Set problem: Write the material out again exactly as it stands.

______________________________

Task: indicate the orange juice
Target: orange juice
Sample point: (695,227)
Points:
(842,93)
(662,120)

______________________________

Written answer:
Task: indicate the orange juice
Target: orange juice
Sample point: (695,227)
Points:
(842,93)
(662,120)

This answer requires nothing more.